GIVEN DATA: Begin

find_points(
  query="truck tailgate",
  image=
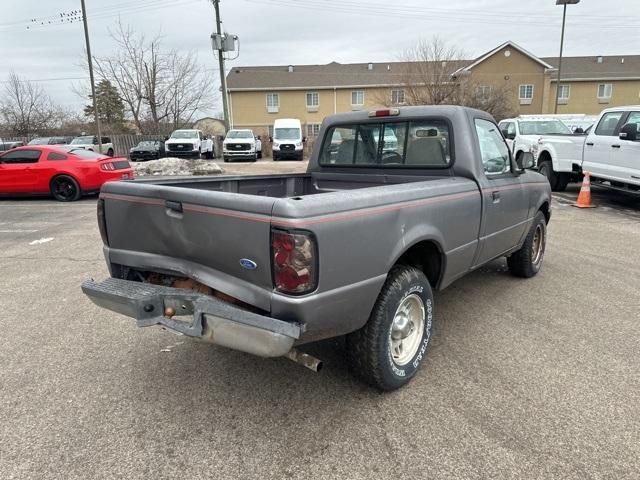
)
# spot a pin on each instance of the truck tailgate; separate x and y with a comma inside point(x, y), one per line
point(195, 233)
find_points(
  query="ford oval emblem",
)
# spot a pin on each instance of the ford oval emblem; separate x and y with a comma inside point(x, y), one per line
point(248, 264)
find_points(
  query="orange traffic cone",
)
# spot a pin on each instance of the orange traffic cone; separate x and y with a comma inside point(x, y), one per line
point(584, 199)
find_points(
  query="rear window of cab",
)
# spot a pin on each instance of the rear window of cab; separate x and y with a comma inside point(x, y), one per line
point(410, 144)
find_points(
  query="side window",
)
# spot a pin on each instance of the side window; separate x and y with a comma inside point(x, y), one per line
point(21, 156)
point(56, 156)
point(494, 150)
point(608, 123)
point(634, 117)
point(428, 144)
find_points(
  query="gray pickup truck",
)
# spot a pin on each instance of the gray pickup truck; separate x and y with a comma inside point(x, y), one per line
point(354, 247)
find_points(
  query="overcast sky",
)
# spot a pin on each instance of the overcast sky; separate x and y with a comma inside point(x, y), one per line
point(281, 32)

GIVEN DATA: End

• **ASSIGNED TASK**
In full and without error, repeat the listing above, omitting its images.

• **RESPONSE BOX**
find_points(
  query="truck tailgate",
  image=
)
# spot a pin on each instance of the truck tailgate; separate x and y with a comma inside point(x, y), one per line
point(195, 233)
find_points(
  query="ford oval emblem",
)
# spot a pin on each instance of the ford oval emblem; separate x and y with a comma inside point(x, y), one per line
point(248, 264)
find_points(
  query="orange traffic cone",
)
# spot a pin on each instance of the orange traffic cone; separate x and y with a comma inside point(x, y), one per line
point(584, 199)
find_points(
  query="rear window of cab",
)
# spot a pin on each instance of the rear window of cab; separate x and y with a comma inside point(x, y), one per line
point(410, 144)
find_points(
  query="side window",
)
# spot a pin on each instance of the side window; separate x and y with a comma inside point(x, y), one per line
point(21, 156)
point(56, 156)
point(494, 150)
point(608, 123)
point(634, 117)
point(428, 144)
find_points(
  query="gray pickup truck",
)
# spot a pin on each instance of the gray pickup truck; separate x and y with a comma inside point(x, y), one per line
point(354, 247)
find_points(
  query="overcast sky",
)
# spot a pin on each instance of the overcast sky; separate x and y with a comma inside point(x, y), one per line
point(281, 32)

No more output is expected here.